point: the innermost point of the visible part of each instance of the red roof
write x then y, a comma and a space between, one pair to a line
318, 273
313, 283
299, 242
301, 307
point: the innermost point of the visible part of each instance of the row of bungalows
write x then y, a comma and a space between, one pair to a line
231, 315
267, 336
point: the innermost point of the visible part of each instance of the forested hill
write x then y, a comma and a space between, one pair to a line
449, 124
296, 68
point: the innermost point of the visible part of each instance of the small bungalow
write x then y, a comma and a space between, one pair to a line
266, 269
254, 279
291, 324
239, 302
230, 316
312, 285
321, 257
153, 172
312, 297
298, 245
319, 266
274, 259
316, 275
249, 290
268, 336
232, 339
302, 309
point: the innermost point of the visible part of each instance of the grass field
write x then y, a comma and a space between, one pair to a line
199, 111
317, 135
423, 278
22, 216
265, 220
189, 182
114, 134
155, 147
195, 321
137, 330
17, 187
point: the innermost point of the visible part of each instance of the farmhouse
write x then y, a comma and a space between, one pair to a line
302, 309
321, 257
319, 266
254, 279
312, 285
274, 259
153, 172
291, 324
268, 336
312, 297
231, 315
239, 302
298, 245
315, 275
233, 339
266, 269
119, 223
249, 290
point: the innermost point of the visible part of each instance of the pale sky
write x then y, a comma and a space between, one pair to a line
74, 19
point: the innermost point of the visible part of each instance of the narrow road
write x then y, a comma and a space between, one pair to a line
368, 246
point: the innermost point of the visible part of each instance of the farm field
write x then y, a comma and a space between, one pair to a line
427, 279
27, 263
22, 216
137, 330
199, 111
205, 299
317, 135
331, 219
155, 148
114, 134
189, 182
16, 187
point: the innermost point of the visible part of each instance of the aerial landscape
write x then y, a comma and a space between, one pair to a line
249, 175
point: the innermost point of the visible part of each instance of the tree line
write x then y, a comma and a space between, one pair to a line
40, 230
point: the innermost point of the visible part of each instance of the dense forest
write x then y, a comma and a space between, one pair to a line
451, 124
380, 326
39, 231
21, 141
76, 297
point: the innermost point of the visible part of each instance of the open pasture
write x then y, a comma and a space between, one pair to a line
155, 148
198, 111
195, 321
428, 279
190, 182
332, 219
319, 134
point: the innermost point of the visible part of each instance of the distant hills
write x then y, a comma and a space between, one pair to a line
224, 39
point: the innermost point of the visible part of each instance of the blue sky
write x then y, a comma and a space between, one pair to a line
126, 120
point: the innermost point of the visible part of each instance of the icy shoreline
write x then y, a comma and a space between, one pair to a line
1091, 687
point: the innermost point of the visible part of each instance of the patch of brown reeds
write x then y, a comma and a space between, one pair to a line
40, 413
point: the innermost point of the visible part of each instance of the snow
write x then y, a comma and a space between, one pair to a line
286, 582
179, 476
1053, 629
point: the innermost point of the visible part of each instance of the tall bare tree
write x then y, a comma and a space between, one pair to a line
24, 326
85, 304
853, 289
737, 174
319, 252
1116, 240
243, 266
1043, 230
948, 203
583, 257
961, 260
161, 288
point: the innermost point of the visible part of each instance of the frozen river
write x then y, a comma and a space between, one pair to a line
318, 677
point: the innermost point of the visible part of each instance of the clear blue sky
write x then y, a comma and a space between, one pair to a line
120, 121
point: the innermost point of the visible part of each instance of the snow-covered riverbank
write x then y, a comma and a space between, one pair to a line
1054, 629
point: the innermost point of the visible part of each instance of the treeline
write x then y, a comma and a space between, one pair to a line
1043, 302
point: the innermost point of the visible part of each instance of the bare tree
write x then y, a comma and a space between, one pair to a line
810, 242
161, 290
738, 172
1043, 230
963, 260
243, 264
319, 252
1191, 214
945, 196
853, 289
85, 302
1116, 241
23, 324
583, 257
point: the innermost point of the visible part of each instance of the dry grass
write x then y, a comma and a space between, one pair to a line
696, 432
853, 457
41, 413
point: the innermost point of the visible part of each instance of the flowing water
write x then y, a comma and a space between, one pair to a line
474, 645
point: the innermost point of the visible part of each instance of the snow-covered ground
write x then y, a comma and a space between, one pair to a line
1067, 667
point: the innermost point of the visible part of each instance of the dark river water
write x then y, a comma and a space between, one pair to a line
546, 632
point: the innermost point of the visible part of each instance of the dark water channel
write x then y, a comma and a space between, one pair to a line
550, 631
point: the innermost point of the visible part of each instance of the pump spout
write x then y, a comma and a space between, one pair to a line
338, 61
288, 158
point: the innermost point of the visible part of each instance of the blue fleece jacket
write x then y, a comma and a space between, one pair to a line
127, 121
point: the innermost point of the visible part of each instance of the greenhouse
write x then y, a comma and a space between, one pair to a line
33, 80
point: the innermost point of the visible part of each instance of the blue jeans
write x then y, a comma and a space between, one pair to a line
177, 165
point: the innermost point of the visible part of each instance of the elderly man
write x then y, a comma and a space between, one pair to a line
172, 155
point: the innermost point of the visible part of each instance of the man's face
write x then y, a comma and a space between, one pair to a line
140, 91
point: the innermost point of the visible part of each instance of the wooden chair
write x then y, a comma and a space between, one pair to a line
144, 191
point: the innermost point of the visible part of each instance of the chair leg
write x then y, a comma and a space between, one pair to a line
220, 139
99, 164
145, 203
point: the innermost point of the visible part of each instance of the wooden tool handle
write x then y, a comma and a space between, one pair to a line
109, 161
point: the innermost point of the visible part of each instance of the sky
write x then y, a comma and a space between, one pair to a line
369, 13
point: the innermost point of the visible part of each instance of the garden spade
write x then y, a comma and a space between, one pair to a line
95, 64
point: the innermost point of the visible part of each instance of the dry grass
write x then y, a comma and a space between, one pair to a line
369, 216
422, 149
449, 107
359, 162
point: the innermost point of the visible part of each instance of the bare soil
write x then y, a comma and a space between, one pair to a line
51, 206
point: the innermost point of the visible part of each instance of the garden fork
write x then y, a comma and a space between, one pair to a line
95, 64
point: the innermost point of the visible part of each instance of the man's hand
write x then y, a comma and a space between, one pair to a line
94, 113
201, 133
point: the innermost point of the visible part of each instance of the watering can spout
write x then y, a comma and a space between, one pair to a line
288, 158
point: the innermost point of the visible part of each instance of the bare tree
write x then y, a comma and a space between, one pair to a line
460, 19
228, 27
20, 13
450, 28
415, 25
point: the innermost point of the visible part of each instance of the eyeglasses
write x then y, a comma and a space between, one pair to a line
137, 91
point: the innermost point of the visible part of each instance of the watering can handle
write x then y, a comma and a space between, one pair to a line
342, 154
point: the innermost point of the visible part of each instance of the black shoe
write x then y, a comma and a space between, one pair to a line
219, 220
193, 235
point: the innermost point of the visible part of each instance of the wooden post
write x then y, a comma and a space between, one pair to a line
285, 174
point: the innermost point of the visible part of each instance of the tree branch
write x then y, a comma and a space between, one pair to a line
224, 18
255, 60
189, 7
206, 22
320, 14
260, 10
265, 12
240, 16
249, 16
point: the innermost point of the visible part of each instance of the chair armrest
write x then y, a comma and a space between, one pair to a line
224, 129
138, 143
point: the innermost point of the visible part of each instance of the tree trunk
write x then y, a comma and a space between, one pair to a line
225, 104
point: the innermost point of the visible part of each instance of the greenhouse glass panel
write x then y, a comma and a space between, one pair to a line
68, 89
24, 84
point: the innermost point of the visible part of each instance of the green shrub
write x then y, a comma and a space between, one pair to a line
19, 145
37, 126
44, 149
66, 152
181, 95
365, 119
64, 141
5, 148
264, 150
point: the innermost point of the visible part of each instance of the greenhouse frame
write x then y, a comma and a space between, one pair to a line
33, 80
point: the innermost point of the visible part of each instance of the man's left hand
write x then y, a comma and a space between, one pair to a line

------------------------

What to produce - Copy only the stretch running from the line containing "the tree branch" to the final line of the entries, both ends included, exactly as it stands.

Response -
point: the innermost point of the visible part of each instance of the tree branch
write x then y, a comma and a space between, one pair to a line
224, 18
255, 60
189, 7
206, 22
320, 14
260, 10
265, 12
240, 16
249, 16
point: the innermost point of the visible part of each instance of the chair armrest
write x then y, a comma and a space between, one pair to a line
224, 129
138, 143
point: the innermost point of the visible part of each instance of the tree trunk
write x then y, a comma and a space between, one pair to a line
225, 104
point: the innermost point of the visible part of each instance of the greenhouse glass panel
write x then y, a comma and a space between, one pair to a line
68, 89
24, 84
point: the innermost point of the visible part of each instance of the green shrub
write x then y, a comma and a space between, one pair to a line
19, 145
37, 126
44, 149
66, 152
181, 95
365, 119
64, 141
5, 148
264, 150
point: the innermost point of the visible part of each instance of the greenhouse frame
write x then y, a comma and a space between, one pair to a line
33, 80
point: the innermost point of the visible part of each instance of the man's left hand
write x then y, a comma and a space between, one pair to a line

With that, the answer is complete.